• [WHAT THE EXERCISE ASKS]: Can you put the data below into a JSON list of strings, with one string per line and no blank lines? Leave the pictures out.

• [PROVIDED RECORDS]:

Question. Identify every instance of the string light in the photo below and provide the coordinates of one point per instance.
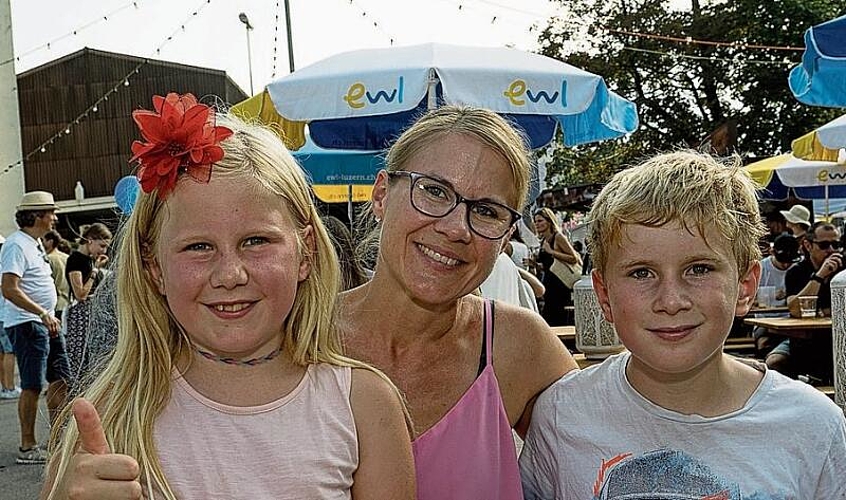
(689, 40)
(784, 62)
(71, 33)
(95, 107)
(376, 24)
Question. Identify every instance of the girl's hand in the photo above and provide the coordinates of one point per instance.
(94, 472)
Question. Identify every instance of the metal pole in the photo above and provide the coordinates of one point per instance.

• [TASK RESPONSE]:
[
  "Question. Identify every instance of the string light in the photo below and provide the coordinates of one point per instance.",
  "(689, 40)",
  "(784, 62)",
  "(71, 33)",
  "(95, 107)",
  "(376, 24)",
  "Question. Identify every instance of the girl's hand in the photo above and provide the coordinates of one point per instance.",
  "(94, 472)",
  "Question. Identify every instance of the metal pole in the photo above and provide the coordinates of one point per instance."
]